•It is a deadly but treatable and preventable virulent disease and can kill within hours of infection.
•Persons with low immunity, such as malnourished children, those with underlying illnesses or people living with HIV are at a greater risk of death if infected.
Cholera is a severe intestinal diarrheal infection occasioned by ingestion of food or water contaminated with Vibrio Cholera bacterium, often from faeces.
Notably, the bacteria can remain in the stool of an infected person for a fortnight and many times returns to the environment when one defecates.
It is a deadly but treatable and preventable virulent disease and can kill within hours of infection. Persons with low immunity, such as malnourished children, those with underlying illnesses or people living with HIV are at a greater risk of death if infected.
The disease can be endemic or epidemic. A cholera endemic area is where confirmed cases were detected during the last 3 years with evidence of local transmission.
An outbreak or epidemic can occur in both endemic counties where the illness does not regularly occur. Speed remains of the essence in the response to save lives and contain an outbreak.
Over 7000 people have been affected by Cholera in 30 counties, since the outbreak on 19th October last year. Consequently, over 122 people have lost lives.
Data from International Federation of Red Cross(IFRC), indicates from June to July 2023, 19 counties out of the 30 initially affected have achieved control in managing the outbreak.
Yearly, the number of Cholera cases reported to WHO continues to be high. In 2020, 323,369 cases, 857 deaths were reported from 24 countries.
The discrepancy between these figures and the estimated burden of the disease might be due to limitations in surveillance systems and fear of impact on trade and tourism.
Kenya is not yet off the hooks and ill effects of Covid-19. A resurgence of isolated cases of Covid-19 are being reported, with symptoms of the variant appearing to soar.
Researchers have estimated that each year there are 1.3 to 4.0 million cases of Cholera and 21,000 to 143,000 deaths worldwide due to Cholera. The situation needs to be pugnaciously curbed lest it spirals to undesirable intensity.
Inadequate environmental management and humanitarian crises like disruption of water and sanitation systems or the displacement of populations to inadequate and overcrowded camps increases the risk of Cholera transmission in the event of an outburst. Typical at-risk areas include peri-urban slums, where basic infrastructure is either not available or over stretched.
:::
__Task 1__
Rewrite the cholera text from "Notably, the bacteria" to "of local transmission.", substituting "week" for "fortnight".
__Task 2__
According to the cholera text, how many cholera cases and deaths were reported to WHO in 2020?

__Records shown__
:::
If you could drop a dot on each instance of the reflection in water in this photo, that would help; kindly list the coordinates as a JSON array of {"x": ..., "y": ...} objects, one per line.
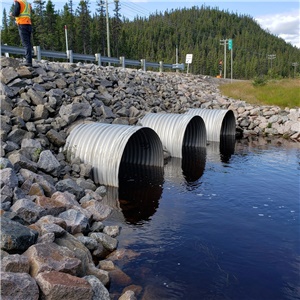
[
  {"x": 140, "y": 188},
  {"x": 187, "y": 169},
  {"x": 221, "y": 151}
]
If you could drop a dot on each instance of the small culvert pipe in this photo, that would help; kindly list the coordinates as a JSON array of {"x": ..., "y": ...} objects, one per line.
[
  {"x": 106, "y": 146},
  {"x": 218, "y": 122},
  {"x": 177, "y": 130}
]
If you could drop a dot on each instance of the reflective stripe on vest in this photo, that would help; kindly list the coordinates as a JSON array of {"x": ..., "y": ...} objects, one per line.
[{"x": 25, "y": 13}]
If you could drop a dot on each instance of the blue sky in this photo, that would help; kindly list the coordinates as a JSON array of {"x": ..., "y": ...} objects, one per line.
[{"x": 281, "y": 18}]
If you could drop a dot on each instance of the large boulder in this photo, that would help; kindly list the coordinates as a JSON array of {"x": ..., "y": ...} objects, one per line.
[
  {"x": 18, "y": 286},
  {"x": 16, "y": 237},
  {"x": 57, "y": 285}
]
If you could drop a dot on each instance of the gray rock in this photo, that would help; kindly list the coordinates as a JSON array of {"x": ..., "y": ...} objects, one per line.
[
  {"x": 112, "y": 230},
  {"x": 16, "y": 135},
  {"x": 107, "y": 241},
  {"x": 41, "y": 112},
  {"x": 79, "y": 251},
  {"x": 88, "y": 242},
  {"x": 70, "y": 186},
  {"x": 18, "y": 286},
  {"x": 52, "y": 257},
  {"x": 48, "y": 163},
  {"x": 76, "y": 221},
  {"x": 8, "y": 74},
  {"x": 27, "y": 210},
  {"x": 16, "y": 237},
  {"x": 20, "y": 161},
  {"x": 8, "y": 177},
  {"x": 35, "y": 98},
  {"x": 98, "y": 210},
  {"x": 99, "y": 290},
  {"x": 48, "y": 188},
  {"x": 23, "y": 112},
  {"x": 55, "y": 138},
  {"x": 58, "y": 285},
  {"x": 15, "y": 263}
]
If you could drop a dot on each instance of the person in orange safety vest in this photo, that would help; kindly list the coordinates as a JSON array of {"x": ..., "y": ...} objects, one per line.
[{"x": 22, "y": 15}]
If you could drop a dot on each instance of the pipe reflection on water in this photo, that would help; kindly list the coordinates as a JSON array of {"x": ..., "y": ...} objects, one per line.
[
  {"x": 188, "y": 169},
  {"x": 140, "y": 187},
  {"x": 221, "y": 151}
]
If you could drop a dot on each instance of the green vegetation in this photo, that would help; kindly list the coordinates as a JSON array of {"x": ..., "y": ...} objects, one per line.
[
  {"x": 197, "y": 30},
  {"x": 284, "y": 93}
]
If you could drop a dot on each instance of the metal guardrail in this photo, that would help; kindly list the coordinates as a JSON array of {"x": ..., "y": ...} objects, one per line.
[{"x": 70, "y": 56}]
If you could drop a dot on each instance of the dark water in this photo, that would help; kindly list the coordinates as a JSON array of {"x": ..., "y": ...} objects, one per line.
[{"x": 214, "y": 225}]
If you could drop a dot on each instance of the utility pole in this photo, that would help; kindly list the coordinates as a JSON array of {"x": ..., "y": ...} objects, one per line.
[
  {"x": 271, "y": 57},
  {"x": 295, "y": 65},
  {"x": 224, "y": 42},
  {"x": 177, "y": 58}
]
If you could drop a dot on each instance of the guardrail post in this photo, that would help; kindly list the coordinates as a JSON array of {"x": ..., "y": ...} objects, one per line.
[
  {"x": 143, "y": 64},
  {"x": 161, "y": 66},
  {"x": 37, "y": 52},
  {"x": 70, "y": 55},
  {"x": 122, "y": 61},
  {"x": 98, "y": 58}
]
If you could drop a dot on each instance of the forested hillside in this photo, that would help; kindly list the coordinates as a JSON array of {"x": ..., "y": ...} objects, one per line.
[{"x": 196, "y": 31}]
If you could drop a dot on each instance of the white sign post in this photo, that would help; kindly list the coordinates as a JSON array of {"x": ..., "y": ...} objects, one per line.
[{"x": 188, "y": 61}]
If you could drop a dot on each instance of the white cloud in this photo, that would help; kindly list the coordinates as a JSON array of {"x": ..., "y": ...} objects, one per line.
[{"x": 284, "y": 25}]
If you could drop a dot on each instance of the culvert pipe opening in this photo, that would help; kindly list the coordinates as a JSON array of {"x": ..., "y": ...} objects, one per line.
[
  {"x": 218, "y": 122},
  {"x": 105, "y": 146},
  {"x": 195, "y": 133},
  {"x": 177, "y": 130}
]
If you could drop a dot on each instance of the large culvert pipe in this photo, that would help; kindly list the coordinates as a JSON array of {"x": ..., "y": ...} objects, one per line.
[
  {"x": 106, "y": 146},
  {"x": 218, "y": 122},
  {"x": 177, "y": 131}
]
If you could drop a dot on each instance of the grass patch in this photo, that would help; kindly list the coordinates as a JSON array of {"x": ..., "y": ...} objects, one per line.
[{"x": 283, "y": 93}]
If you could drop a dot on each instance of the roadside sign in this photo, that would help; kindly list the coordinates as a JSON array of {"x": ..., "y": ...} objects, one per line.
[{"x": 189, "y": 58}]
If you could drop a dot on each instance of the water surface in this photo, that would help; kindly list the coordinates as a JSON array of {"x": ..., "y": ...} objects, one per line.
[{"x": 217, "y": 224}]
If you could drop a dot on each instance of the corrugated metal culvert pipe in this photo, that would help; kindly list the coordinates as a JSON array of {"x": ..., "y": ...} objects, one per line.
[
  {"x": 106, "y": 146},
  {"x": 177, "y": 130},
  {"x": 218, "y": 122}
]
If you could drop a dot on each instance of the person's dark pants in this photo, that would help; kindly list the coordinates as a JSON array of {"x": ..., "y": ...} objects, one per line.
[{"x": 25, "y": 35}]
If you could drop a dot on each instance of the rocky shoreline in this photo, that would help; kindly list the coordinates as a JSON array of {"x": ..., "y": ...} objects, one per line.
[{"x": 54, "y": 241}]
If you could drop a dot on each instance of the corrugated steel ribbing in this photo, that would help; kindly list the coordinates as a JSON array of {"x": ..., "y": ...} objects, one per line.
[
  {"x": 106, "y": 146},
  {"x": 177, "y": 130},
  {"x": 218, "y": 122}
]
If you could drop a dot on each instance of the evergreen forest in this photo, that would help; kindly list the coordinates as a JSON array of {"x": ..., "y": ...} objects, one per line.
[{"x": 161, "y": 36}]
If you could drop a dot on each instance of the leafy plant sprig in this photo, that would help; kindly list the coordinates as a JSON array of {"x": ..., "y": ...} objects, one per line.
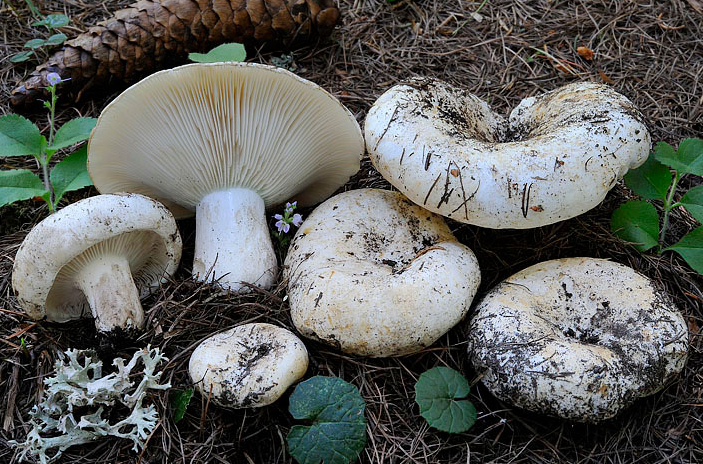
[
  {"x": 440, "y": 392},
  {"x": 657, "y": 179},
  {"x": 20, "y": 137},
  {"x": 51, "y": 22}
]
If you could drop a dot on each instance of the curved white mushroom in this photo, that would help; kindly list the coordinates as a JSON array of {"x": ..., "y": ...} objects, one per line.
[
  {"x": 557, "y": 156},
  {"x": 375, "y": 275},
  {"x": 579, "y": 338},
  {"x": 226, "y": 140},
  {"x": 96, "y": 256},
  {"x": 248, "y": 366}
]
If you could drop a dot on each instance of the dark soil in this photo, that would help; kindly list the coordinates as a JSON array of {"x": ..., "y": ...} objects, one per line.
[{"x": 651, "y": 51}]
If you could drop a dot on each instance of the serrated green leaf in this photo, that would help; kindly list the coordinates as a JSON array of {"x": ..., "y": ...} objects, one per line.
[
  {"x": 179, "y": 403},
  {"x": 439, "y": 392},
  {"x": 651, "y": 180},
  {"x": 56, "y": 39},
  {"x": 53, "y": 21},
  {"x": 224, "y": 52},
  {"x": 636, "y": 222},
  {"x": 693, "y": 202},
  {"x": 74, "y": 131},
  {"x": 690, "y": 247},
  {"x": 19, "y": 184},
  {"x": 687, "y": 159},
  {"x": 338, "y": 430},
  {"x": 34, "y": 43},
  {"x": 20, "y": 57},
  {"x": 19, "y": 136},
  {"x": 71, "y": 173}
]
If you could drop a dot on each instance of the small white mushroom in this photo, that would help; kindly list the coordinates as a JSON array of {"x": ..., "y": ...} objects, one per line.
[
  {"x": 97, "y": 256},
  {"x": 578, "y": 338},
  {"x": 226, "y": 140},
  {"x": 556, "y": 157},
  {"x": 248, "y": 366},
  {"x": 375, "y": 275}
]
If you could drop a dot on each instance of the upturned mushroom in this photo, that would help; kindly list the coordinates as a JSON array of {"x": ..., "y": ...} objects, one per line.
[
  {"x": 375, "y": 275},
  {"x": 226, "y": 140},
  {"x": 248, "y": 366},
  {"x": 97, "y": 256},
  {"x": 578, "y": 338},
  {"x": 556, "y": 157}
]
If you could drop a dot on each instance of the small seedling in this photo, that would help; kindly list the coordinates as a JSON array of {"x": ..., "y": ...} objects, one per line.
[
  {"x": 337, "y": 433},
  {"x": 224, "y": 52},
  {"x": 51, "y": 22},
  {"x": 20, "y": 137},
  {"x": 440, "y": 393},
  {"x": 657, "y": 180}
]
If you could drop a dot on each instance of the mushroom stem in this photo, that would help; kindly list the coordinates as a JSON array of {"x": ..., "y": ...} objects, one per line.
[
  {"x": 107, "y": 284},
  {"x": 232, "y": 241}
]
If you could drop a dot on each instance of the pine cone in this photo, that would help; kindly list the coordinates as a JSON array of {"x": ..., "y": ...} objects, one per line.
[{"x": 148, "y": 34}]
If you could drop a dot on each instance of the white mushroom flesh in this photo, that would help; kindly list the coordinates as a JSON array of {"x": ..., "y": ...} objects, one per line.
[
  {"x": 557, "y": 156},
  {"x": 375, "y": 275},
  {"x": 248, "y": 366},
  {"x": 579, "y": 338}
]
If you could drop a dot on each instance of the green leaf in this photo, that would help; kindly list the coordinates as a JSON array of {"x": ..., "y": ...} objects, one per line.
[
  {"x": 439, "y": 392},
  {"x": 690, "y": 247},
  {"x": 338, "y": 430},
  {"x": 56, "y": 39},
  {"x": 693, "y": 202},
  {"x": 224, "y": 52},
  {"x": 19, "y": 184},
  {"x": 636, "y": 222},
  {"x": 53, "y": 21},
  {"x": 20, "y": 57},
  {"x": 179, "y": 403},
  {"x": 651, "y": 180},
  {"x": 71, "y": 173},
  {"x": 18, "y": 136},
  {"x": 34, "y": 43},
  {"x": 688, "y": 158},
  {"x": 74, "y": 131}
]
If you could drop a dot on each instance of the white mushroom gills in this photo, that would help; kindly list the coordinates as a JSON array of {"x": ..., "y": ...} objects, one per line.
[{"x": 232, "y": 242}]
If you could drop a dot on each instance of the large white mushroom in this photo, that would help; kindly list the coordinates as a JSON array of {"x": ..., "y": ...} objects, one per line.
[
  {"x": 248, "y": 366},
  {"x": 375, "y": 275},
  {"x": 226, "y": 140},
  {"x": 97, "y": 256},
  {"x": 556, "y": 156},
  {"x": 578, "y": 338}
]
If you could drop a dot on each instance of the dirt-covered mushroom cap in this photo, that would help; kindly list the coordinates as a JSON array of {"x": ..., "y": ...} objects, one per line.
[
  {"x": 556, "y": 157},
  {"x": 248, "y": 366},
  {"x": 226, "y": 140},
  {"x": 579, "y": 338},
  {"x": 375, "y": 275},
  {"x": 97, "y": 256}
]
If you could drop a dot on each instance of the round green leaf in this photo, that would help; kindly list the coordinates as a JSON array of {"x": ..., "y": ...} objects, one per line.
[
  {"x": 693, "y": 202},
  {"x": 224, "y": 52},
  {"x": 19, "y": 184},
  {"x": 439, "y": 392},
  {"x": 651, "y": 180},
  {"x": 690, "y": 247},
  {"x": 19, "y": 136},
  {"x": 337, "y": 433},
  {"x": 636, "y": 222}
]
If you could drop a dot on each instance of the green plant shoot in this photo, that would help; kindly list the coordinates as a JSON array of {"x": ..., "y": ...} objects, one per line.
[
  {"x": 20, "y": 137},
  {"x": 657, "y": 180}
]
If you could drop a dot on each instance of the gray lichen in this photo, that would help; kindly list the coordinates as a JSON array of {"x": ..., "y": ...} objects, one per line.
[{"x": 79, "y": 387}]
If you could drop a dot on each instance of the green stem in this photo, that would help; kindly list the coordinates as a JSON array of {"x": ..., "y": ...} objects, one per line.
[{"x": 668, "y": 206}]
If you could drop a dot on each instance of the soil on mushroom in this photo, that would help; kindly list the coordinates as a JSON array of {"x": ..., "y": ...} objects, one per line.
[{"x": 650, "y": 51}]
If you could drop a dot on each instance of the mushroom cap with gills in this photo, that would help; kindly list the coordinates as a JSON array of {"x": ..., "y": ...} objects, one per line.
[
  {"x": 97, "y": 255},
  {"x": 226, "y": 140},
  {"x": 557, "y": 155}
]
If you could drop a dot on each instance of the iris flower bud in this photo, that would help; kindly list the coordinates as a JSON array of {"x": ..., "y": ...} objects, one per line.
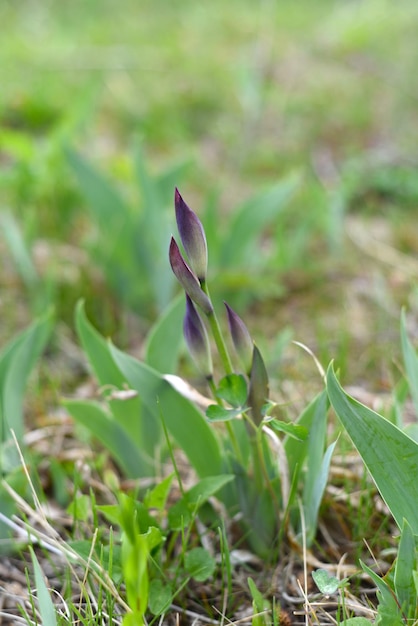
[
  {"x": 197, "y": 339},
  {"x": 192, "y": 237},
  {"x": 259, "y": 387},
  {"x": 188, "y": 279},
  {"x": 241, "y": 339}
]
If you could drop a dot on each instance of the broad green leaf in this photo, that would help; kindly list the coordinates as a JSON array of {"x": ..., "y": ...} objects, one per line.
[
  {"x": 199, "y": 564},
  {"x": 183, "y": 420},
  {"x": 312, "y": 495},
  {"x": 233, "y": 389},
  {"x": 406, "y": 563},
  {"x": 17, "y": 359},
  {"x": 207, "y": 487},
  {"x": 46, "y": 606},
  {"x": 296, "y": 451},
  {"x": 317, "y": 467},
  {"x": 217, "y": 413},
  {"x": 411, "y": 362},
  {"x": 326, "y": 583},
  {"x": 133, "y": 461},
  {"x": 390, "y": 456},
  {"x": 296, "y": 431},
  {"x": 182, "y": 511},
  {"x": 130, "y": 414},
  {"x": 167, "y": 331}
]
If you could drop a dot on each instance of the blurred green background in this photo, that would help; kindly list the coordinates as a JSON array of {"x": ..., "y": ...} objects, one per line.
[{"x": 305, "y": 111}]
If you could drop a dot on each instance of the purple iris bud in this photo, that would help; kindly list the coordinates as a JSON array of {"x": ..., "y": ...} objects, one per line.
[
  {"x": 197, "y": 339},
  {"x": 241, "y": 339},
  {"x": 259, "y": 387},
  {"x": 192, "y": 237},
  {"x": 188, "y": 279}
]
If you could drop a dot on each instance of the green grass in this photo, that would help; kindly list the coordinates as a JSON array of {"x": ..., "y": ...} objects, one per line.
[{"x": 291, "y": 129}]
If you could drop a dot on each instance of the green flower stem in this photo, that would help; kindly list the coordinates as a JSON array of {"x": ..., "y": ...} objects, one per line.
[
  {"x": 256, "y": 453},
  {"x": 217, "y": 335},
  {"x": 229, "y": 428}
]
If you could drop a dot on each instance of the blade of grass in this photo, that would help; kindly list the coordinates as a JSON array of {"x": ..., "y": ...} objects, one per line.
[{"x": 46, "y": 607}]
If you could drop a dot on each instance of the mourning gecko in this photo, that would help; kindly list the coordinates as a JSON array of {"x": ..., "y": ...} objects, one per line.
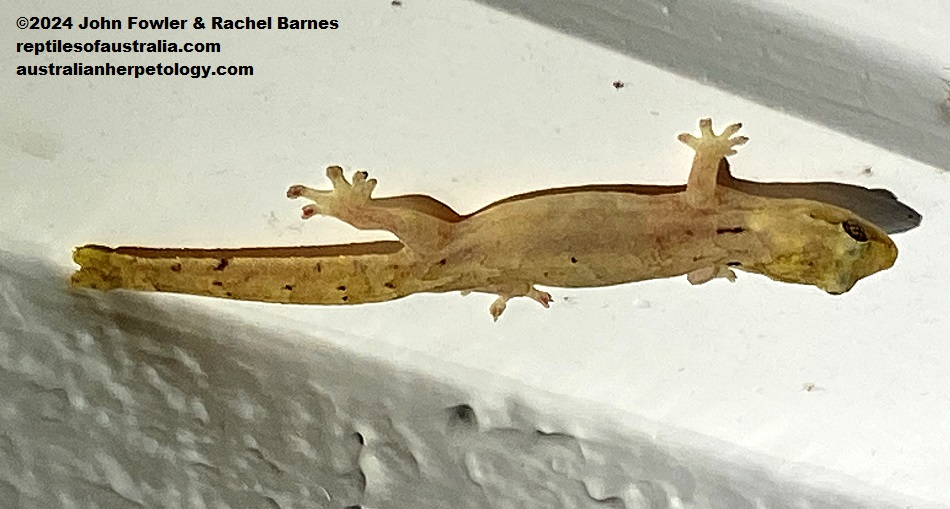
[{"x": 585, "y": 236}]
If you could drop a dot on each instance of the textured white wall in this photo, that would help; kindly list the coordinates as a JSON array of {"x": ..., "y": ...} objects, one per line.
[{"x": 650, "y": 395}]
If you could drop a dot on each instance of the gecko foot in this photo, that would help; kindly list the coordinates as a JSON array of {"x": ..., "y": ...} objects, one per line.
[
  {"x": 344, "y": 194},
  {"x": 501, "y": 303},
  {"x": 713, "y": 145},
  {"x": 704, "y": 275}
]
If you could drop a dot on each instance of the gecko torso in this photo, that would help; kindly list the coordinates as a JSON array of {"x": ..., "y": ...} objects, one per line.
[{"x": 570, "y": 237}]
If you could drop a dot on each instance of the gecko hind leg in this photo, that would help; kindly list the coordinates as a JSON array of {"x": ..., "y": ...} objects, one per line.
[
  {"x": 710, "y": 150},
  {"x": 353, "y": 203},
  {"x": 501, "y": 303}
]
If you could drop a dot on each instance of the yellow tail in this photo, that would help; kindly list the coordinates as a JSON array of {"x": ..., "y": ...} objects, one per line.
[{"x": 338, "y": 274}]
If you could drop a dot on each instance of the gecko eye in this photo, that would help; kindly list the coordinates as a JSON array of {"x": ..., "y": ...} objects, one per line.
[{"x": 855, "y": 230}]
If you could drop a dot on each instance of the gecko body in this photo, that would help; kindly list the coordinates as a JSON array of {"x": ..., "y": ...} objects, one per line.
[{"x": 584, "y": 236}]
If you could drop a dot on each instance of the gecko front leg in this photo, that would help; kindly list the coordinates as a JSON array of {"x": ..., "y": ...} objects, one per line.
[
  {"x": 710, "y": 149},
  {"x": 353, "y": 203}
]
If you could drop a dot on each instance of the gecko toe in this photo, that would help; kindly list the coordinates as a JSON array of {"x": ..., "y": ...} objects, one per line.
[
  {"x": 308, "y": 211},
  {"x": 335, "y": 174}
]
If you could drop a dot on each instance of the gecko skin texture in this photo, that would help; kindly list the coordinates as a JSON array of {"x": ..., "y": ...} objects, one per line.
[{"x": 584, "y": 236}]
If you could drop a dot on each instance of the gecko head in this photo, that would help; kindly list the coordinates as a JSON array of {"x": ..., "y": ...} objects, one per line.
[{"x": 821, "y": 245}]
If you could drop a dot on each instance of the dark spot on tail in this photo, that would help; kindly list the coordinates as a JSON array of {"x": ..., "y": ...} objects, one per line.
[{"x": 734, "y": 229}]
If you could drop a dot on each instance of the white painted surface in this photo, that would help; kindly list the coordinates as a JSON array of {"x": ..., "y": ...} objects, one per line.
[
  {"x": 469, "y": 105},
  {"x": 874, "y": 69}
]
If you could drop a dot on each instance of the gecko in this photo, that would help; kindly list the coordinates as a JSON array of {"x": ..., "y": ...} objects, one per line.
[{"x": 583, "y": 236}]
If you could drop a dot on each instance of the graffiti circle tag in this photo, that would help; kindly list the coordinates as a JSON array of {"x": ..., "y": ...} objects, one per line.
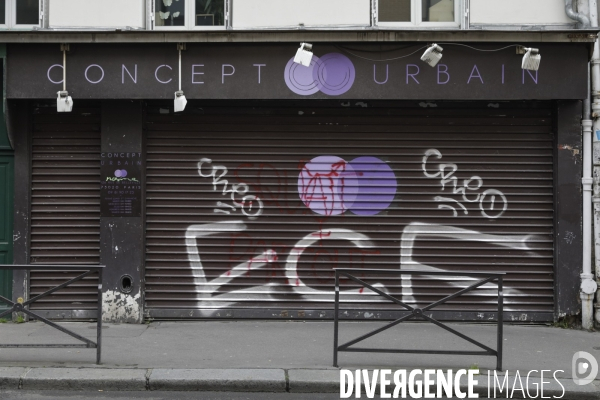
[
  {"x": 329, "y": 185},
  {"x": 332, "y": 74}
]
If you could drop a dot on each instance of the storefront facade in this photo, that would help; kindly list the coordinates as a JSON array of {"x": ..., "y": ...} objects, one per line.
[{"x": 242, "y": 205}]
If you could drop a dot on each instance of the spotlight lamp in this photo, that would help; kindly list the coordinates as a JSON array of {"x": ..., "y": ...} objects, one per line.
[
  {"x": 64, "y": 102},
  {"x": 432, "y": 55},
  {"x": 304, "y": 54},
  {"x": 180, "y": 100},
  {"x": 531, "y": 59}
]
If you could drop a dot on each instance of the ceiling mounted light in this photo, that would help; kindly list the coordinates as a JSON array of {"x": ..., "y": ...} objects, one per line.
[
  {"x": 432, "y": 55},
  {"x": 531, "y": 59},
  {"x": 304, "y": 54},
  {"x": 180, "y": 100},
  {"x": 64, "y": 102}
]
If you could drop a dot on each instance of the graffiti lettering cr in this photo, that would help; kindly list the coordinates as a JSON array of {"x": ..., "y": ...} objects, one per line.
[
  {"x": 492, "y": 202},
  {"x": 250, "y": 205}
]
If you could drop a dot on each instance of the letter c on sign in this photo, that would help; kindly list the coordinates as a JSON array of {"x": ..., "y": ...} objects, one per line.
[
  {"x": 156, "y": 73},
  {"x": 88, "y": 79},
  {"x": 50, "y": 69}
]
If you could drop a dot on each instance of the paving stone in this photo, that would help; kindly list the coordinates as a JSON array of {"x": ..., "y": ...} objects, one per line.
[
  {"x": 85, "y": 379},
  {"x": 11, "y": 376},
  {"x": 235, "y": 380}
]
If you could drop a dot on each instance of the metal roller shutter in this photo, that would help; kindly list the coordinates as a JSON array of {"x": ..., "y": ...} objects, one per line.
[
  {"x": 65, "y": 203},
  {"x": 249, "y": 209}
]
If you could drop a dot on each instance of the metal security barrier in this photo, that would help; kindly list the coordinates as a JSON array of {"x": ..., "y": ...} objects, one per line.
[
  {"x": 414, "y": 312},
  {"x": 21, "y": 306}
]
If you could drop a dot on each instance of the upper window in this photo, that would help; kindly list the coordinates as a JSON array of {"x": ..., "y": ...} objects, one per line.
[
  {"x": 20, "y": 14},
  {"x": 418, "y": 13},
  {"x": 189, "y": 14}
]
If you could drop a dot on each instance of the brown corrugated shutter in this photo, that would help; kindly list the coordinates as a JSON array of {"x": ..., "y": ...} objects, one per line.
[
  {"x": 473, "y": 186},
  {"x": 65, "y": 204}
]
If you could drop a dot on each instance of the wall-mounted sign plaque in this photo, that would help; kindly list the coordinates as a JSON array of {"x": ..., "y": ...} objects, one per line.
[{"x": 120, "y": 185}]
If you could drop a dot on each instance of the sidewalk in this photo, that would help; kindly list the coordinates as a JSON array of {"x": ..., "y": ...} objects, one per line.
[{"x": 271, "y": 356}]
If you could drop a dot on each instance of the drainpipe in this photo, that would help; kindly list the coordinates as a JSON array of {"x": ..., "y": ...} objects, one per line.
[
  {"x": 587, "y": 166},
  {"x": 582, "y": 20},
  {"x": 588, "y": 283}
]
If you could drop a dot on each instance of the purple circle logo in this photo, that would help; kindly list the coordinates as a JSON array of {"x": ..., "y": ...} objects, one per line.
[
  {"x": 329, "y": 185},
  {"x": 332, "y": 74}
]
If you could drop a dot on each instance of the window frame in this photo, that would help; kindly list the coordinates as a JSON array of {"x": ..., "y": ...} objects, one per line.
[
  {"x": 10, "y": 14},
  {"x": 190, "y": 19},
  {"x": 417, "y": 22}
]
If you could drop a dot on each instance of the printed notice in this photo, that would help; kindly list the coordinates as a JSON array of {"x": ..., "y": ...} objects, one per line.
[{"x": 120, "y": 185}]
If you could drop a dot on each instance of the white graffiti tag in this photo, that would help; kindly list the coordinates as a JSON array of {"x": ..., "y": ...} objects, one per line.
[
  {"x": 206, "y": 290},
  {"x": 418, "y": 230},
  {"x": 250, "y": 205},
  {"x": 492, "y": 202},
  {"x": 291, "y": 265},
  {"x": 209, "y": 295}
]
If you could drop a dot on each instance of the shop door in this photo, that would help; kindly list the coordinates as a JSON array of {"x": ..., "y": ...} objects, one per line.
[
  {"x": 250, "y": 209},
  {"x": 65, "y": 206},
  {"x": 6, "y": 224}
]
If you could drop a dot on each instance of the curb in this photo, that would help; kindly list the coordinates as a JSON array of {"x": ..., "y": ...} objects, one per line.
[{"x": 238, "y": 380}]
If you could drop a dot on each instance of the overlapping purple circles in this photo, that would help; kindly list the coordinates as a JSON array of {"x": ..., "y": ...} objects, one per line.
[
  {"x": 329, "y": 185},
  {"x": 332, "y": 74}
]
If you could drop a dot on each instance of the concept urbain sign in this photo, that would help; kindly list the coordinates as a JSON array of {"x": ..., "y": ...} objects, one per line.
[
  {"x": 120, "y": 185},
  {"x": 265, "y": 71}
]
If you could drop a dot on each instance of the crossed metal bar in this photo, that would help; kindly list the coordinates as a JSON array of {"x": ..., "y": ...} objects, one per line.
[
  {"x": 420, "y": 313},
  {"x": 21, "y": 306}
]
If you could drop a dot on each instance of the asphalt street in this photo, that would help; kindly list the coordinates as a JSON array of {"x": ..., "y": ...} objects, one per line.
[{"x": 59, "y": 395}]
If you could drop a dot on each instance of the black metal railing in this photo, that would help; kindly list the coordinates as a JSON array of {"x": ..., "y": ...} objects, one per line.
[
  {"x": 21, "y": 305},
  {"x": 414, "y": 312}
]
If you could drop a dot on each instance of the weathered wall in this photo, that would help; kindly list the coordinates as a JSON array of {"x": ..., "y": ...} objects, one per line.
:::
__Exercise output 1__
Notably, the bacteria can remain in the stool of an infected person for a week and many times returns to the environment when one defecates.
It is a deadly but treatable and preventable virulent disease and can kill within hours of infection. Persons with low immunity, such as malnourished children, those with underlying illnesses or people living with HIV are at a greater risk of death if infected.
The disease can be endemic or epidemic. A cholera endemic area is where confirmed cases were detected during the last 3 years with evidence of local transmission.

__Exercise output 2__
323,369 cases and 857 deaths were reported from 24 countries.